======== Source text

Find $\min \int_0^{x\arctan x}\frac{e^{t-\cos t}}{1+t^{2023}}\mathrm dt$

Question

Find the minimum value of : $$f(x) = \int_0^{x\arctan x}\frac{e^{t-\cos t}}{1+t^{2023}}\mathrm dt$$

Using FTC, we have ;

$$f'(x) = \frac{e^{x\arctan x - \cos (x\arctan x)}}{1+x\arctan x}.(\arctan x + \frac{x}{x^2 + 1})$$

For $f$ to be minimum, $f' = 0\implies\arctan x = -\frac{x}{x^2 + 1}$

However, I can't proceed further and don't find it much useful.

This question appeared today in my test (JEE) for which I had an average of 3.5 minutes to solve it. But in such short time, I am failing to find a short and elegant method.

Answer 1

Find the minimum value of :$$f(x)=\int_0^{x\arctan x}\frac{e^{t-\cos t}}{1+t^{2023}}\,\mathrm dt$$

Since $\;x\arctan x>0\;$ for any $\;x\neq0\;$ and $\;\dfrac{e^{t-\cos t}}{1+t^{2023}}>0\;$ for any $\;t\geqslant0\,,\;$ it follows that

$f(x)>0\;$ for any $\;x\neq0\,,\;$ hence

the minimum value of $\,f(x)\,$ is

$f(0)=0\,$.

================

> [Tasks]:
[A] Say whether each statement agrees with the integral thread. Answer yes or no and quote the deciding words. (i) The question came up in a JEE test, with about 3.5 minutes on average to solve it. (ii) The asker carried the derivative approach through to a final result. (iii) The asker used FTC to find f′(x).
[B] Answer 1 of the integral thread makes claims that hold "for any" value of a variable. List every such claim, with the range it covers.

======== Provided data

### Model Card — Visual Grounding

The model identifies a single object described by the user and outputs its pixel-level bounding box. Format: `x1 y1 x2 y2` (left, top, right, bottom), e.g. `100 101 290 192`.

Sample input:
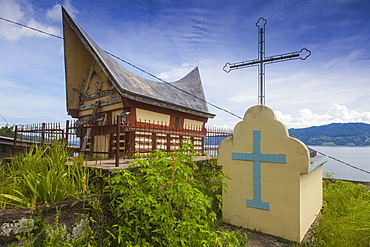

================

> [Expected responses]:
[A]
(i) Yes: "This question appeared today in my test (JEE) for which I had an average of 3.5 minutes to solve it."
(ii) No: "However, I can't proceed further and don't find it much useful."
(iii) Yes: "Using FTC, we have ;"

[B]
1. x·arctan x > 0 for any x ≠ 0
2. e^(t − cos t)/(1 + t^2023) > 0 for any t ≥ 0
3. f(x) > 0 for any x ≠ 0